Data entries
begin
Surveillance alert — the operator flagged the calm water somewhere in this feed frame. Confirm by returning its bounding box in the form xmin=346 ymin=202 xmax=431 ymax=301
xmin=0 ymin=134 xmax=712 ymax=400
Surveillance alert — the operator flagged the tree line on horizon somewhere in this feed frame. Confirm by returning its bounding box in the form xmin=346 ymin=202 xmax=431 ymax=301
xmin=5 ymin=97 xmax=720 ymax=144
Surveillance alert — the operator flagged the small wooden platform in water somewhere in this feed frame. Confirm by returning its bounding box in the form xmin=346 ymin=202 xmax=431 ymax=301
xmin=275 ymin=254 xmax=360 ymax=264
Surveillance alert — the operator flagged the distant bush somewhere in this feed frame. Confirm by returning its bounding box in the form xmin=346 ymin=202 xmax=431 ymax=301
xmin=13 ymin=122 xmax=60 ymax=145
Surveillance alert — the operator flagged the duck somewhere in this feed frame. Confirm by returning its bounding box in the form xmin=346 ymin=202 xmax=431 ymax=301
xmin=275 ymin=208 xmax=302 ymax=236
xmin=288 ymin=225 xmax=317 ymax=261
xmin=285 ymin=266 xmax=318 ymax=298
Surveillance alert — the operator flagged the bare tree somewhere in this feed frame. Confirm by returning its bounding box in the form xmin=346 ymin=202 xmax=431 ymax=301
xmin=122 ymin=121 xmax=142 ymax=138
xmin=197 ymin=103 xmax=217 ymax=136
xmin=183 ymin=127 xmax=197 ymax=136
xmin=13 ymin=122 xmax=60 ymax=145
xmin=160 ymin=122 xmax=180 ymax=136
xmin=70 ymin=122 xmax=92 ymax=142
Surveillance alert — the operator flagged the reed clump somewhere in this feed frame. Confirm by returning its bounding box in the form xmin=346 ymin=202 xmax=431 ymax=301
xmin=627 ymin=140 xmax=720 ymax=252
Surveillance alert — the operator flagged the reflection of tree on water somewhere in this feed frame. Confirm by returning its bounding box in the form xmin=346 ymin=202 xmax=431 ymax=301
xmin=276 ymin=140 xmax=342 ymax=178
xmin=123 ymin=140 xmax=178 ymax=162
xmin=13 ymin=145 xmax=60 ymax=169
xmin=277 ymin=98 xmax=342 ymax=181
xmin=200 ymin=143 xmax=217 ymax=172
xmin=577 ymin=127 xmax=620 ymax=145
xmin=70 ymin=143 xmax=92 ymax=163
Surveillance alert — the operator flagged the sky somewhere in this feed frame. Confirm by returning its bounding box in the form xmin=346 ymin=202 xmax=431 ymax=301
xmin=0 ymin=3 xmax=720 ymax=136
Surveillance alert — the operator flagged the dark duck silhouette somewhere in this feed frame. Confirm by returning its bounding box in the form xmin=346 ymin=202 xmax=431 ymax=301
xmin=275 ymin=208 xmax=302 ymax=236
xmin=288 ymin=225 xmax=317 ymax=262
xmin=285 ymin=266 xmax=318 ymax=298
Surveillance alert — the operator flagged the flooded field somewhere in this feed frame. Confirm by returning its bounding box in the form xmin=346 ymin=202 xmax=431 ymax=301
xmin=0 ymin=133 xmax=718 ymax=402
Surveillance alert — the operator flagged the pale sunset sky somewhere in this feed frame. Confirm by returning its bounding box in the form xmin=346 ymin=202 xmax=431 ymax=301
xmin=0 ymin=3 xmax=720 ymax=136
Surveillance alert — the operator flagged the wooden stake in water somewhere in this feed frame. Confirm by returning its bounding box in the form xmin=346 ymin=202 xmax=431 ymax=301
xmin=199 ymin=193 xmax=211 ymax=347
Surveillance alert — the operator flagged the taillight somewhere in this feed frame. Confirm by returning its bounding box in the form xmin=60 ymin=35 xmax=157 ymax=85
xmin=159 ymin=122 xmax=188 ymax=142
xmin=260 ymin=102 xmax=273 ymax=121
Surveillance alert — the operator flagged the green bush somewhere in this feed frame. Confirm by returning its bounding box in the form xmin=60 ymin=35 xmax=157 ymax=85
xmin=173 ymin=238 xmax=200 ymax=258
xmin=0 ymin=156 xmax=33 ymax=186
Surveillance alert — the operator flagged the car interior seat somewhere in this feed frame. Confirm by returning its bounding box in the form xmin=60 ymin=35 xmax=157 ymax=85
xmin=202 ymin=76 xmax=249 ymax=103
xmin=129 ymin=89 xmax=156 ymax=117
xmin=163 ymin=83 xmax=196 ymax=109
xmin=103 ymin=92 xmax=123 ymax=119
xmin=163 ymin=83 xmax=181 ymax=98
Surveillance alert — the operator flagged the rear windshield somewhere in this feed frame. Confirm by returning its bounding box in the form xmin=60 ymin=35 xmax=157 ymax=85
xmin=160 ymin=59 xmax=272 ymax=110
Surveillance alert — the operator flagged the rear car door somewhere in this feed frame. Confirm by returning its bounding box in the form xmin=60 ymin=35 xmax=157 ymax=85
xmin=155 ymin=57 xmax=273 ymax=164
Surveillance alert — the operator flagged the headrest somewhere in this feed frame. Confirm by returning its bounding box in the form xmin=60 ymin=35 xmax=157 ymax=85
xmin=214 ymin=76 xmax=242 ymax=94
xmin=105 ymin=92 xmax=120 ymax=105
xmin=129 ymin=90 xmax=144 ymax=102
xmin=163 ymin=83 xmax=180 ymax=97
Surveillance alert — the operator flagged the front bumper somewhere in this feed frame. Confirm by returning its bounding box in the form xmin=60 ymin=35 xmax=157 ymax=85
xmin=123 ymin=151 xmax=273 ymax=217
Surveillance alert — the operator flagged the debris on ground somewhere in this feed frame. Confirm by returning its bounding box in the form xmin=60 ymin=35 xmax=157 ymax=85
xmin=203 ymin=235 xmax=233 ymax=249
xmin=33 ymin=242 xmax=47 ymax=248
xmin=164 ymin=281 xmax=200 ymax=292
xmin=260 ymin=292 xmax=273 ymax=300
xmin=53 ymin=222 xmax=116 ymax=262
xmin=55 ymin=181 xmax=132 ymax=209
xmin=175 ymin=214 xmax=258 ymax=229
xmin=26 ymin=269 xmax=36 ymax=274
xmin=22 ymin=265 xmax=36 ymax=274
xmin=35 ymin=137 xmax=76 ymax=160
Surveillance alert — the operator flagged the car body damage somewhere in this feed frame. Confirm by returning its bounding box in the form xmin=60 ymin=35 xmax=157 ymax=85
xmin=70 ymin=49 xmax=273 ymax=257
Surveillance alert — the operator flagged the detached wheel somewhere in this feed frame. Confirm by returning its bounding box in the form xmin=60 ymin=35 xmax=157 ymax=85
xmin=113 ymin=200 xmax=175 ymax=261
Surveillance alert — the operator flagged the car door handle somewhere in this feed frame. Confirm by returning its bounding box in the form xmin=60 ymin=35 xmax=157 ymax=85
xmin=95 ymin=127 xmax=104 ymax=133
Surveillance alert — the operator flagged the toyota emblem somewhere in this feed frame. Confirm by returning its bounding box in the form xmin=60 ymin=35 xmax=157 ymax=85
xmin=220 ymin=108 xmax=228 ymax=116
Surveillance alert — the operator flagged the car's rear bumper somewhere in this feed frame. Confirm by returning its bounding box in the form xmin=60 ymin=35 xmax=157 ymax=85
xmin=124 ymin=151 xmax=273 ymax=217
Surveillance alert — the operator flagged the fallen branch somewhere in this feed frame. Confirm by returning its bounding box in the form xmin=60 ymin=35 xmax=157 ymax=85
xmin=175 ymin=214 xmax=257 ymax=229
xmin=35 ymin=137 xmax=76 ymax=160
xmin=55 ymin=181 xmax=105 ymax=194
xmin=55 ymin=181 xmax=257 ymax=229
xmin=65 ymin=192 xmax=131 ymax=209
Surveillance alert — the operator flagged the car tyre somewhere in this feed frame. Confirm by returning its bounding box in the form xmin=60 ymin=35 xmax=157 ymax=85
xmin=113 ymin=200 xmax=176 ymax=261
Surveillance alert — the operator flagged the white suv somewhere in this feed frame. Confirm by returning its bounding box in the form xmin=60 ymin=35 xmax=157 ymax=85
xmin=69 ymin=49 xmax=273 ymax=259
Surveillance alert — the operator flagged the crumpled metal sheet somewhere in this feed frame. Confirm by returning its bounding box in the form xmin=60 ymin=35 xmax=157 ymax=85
end
begin
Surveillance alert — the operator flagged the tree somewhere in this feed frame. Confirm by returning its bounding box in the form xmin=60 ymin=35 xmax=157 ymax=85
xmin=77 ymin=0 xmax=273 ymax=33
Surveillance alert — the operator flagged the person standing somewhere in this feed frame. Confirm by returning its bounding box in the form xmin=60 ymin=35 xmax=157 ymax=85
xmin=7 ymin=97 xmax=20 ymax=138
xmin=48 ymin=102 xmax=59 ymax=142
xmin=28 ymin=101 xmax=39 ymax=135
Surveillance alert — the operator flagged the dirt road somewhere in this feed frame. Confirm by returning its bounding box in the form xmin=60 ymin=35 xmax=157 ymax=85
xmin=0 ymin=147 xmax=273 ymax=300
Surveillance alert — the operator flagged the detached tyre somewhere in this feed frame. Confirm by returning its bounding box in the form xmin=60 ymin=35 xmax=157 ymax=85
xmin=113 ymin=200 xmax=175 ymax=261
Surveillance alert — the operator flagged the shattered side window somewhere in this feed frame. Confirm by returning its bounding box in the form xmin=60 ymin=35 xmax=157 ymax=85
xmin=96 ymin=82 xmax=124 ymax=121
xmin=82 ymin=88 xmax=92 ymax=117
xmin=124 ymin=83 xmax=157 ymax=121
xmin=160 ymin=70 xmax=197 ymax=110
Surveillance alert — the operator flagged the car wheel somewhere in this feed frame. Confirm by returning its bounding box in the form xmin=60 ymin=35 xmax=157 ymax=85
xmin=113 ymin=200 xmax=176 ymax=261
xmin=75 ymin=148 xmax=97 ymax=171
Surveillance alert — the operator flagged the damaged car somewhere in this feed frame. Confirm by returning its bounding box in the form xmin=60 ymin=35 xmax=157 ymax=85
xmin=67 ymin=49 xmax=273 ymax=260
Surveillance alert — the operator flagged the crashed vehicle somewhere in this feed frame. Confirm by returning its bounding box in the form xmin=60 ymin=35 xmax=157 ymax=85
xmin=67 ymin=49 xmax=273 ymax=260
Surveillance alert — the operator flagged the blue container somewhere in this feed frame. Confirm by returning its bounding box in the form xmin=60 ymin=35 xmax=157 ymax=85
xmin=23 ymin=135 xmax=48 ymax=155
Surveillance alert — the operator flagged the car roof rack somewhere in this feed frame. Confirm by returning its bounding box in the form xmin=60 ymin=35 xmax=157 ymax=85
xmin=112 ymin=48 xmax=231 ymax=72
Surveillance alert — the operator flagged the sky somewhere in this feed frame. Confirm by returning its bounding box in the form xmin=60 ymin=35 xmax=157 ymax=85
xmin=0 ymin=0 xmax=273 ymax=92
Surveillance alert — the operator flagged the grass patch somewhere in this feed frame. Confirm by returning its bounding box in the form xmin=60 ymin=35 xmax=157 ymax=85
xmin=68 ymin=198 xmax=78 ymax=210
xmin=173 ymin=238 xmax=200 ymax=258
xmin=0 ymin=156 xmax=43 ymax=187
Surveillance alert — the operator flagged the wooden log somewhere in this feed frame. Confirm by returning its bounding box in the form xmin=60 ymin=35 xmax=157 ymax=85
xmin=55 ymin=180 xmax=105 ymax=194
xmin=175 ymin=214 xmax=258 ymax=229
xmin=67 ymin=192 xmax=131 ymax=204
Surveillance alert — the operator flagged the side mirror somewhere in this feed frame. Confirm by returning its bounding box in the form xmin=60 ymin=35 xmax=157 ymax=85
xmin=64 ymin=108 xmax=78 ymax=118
end
## Problem to solve
Reproduce the material above word for word, beginning at the line that contains "Surveillance alert — the operator flagged the rear car" and stopping after the line that contains "xmin=220 ymin=108 xmax=228 ymax=116".

## Response for this exercise
Surveillance alert — the operator flagged the rear car door somewhere in this feed frame. Confirm by returning its bounding box in the form xmin=60 ymin=35 xmax=157 ymax=85
xmin=155 ymin=57 xmax=273 ymax=164
Surveillance alert — the operator flagged the headrest somewhere in this feed frame. Confirm by returning its bounding box in the form xmin=60 ymin=35 xmax=157 ymax=85
xmin=214 ymin=76 xmax=242 ymax=94
xmin=105 ymin=92 xmax=120 ymax=105
xmin=129 ymin=90 xmax=144 ymax=102
xmin=163 ymin=83 xmax=180 ymax=97
Surveillance alert — the operator flagged the front bumper somewhere in this feed frame. Confirm by returning its bounding box in the form xmin=60 ymin=35 xmax=157 ymax=85
xmin=123 ymin=151 xmax=273 ymax=217
Surveillance alert — the operator flagged the debris on ground somewhere in this feed frame. Confirm by returning its bounding box in the form xmin=60 ymin=35 xmax=157 ymax=85
xmin=203 ymin=235 xmax=233 ymax=249
xmin=33 ymin=242 xmax=47 ymax=248
xmin=164 ymin=281 xmax=200 ymax=292
xmin=260 ymin=292 xmax=273 ymax=300
xmin=53 ymin=222 xmax=116 ymax=262
xmin=55 ymin=181 xmax=132 ymax=209
xmin=175 ymin=214 xmax=258 ymax=229
xmin=26 ymin=269 xmax=36 ymax=274
xmin=22 ymin=265 xmax=36 ymax=274
xmin=35 ymin=137 xmax=76 ymax=160
Surveillance alert — the operator flagged the car body damage somewhere in this feed frame. Confirm by returning its bounding box in the form xmin=60 ymin=35 xmax=157 ymax=85
xmin=70 ymin=49 xmax=273 ymax=257
Surveillance alert — the operator flagged the detached wheel somewhere in this feed frame. Confirm by returning its bounding box in the form xmin=60 ymin=35 xmax=157 ymax=85
xmin=113 ymin=200 xmax=175 ymax=261
Surveillance alert — the operator flagged the car door handle somewhere in this feed frame. Confirm by returning its bounding box in the form xmin=60 ymin=35 xmax=157 ymax=85
xmin=95 ymin=127 xmax=104 ymax=133
Surveillance alert — the operator flagged the toyota emblem somewhere in this feed frame. Confirm by returning its bounding box in the form xmin=60 ymin=35 xmax=157 ymax=85
xmin=220 ymin=108 xmax=228 ymax=116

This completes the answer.